Source extract:
━━━━━━━━━━
Category: Detective fiction criticism

Wednesday, April 20, 2016

"No, I Don't Know What a Ray-gun Looks Like"

"Mystery of the White Raider."
By Thornton Ayre (John Russell Fearn, 1908-60).
First appearance: Fantastic Adventures, February 1940.
Short story (14 pages).
Online at SFFAudio HERE (PDF).
"Who was the horrible white monster who raided Square 14, in Manhattan, and what was it he sought in the ruins? Was he from an underground world or was he a human freak?"
Chapter titles: "The Work of a Fiend" — "Episode at the Bridge" — "The Decoy Theft" — "Metamorphosis" — Last page: Author's discussion of the story.

In the distant future (1990), a heinous and apparently unmotivated massacre occurs, and the boys from the Scientific Investigation Bureau have their hands full trying to pin down an assailant who, to all appearances, looks unpindownable—and what's with the killer's homicidal fascination with miniature calligraphy?
━━━━━━━━━━
Records provided:

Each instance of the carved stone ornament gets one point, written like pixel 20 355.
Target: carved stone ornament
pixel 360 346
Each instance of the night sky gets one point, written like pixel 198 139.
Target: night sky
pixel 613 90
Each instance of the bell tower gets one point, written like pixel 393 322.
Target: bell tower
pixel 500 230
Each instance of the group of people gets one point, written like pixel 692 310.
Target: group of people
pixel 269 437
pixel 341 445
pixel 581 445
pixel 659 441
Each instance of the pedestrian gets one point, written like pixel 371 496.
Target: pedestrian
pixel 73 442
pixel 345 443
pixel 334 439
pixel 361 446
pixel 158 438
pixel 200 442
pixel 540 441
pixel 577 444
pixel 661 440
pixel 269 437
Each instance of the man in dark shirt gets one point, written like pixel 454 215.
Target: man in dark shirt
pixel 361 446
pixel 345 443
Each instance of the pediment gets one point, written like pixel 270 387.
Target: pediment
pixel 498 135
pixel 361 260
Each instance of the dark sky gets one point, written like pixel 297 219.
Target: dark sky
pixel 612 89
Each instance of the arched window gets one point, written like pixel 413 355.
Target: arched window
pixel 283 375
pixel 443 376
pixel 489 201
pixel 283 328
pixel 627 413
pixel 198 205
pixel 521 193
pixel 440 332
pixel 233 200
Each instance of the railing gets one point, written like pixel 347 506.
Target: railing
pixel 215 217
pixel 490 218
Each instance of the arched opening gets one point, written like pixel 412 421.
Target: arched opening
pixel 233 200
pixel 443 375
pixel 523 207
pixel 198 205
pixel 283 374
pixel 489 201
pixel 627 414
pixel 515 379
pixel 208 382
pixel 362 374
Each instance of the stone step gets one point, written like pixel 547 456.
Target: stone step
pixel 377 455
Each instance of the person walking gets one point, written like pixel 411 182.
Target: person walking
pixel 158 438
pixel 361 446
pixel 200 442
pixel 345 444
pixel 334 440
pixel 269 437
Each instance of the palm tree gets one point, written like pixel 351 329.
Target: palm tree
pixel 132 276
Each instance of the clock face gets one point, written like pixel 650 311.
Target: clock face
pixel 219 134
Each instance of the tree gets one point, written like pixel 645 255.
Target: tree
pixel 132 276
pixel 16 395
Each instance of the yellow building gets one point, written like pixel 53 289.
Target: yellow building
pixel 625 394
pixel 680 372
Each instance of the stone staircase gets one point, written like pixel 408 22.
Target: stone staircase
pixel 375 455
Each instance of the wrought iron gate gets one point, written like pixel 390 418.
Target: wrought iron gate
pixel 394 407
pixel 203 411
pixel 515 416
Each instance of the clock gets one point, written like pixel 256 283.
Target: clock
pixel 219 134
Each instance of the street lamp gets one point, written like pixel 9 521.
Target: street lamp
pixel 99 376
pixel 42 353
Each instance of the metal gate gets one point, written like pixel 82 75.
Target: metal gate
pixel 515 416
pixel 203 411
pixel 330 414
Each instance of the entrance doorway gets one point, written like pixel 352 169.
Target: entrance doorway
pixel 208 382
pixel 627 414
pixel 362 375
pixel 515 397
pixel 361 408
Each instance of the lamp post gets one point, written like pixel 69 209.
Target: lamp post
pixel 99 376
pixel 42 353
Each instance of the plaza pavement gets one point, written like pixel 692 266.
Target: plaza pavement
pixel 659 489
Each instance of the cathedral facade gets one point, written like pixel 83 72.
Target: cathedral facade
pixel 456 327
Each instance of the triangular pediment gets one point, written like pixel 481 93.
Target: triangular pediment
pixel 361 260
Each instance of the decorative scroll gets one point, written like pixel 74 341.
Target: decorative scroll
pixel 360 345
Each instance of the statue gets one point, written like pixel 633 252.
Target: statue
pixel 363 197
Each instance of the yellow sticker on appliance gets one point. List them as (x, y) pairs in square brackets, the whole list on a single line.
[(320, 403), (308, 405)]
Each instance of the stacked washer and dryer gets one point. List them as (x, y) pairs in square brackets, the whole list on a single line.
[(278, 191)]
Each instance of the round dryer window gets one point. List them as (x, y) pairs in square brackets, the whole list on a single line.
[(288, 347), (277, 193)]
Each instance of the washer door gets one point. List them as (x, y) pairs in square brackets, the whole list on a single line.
━━━━━━━━━━
Directives:
A: According to the review, where and when did "Mystery of the White Raider" first appear?
B: Write out the passage of the review starting with "Wednesday, April 20, 2016" and going on through "with miniature calligraphy?".
Answer from the review alone; the listing plays no part.

Task-by-task answers:
A: In Fantastic Adventures, February 1940.

B:
Wednesday, April 20, 2016

"No, I Don't Know What a Ray-gun Looks Like"

"Mystery of the White Raider."
By Thornton Ayre (John Russell Fearn, 1908-60).
First appearance: Fantastic Adventures, February 1940.
Short story (14 pages).
Online at SFFAudio HERE (PDF).
"Who was the horrible white monster who raided Square 14, in Manhattan, and what was it he sought in the ruins? Was he from an underground world or was he a human freak?"
Chapter titles: "The Work of a Fiend" — "Episode at the Bridge" — "The Decoy Theft" — "Metamorphosis" — Last page: Author's discussion of the story.

In the distant future (1990), a heinous and apparently unmotivated massacre occurs, and the boys from the Scientific Investigation Bureau have their hands full trying to pin down an assailant who, to all appearances, looks unpindownable—and what's with the killer's homicidal fascination with miniature calligraphy?